● **Action item A**
Copy the passage about the Monkey King and Jin Wang word for word, beginning with "Later in the" and stopping after "with his culture.".
● **Action item B**
Answer these questions from the passage about the Monkey King and Jin Wang:
(i) Whom does the Monkey King disguise himself as?
(ii) What is the name of the white boy Jin Wang transforms himself into?
(iii) What does the Monkey King say he used his disguise to serve as?

● **Page text**
Later in the novel, the Monkey King transforms, or disguises himself into Chin-Kee, Danny's cousin, in order to reveal Danny his true identity as Jin Wang. Fu argues that the Monkey King's transformation into Chin-Kee is a representation of "[t]he legendary trickster figure [that] has been repeatedly re-imagined by Chinese American writers as a source of cultural strength, a symbol of subversion and resistance, and a metaphor for cross-cultural and interracial negotiation." The Monkey King in Yang's version of the classic tale does not use his trickery so much for rebellion as for helping Jin Wang explore and accept himself and identify with his culture.

Jin Wang "struggles to survive exclusion and racist bullying in his search for an identity in a predominantly white suburban school." To deal with his crisis of identity, he transforms himself into "Danny," a white boy who is the protagonist of the third narrative of the novel. Ultimately, his crisis is only deepened when he has to deal the grotesque representation of Chinese stereotypes that his cousin, Chin-Kee displays. Chin-Kee turns out to be the Monkey King. Jin Wang (disguised/transformed into Danny) has been taught to hate about his own culture via racist American stereotypes. When his true identity is revealed, the Monkey King tells Jin Wang that he used the disguise to serve as Jin Wang's conscience, not as a punishment. Ultimately, Jin Wang begins to accept his own identity and dismisses his alter-ego, Danny.

● **Data shown**
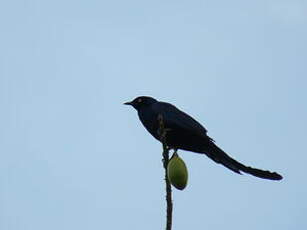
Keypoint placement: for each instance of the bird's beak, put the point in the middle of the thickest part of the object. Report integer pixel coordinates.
(128, 103)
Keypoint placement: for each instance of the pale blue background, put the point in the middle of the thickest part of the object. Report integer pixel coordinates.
(73, 157)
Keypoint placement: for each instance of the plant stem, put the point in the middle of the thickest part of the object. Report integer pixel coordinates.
(169, 204)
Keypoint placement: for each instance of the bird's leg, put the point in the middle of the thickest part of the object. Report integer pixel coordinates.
(174, 153)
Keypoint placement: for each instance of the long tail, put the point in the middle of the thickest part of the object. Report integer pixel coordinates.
(219, 156)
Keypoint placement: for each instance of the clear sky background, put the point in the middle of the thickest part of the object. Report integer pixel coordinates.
(73, 157)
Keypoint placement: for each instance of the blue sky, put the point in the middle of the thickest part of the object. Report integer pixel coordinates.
(73, 157)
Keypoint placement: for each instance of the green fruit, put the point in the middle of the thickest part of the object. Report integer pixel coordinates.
(177, 172)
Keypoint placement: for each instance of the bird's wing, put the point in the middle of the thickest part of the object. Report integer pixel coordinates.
(177, 119)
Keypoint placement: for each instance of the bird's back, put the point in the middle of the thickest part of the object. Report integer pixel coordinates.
(184, 132)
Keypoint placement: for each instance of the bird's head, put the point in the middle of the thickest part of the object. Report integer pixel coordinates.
(141, 102)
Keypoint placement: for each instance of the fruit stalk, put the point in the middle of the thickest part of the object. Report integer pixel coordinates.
(168, 188)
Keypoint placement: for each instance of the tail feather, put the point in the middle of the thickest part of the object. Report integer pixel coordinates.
(219, 156)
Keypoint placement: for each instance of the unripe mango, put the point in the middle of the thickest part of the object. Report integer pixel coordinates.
(177, 172)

● **Exercise response A**
Later in the novel, the Monkey King transforms, or disguises himself into Chin-Kee, Danny's cousin, in order to reveal Danny his true identity as Jin Wang. Fu argues that the Monkey King's transformation into Chin-Kee is a representation of "[t]he legendary trickster figure [that] has been repeatedly re-imagined by Chinese American writers as a source of cultural strength, a symbol of subversion and resistance, and a metaphor for cross-cultural and interracial negotiation." The Monkey King in Yang's version of the classic tale does not use his trickery so much for rebellion as for helping Jin Wang explore and accept himself and identify with his culture.

● **Exercise response B**
(i) Chin-Kee, Danny's cousin
(ii) Danny
(iii) Jin Wang's conscience, not a punishment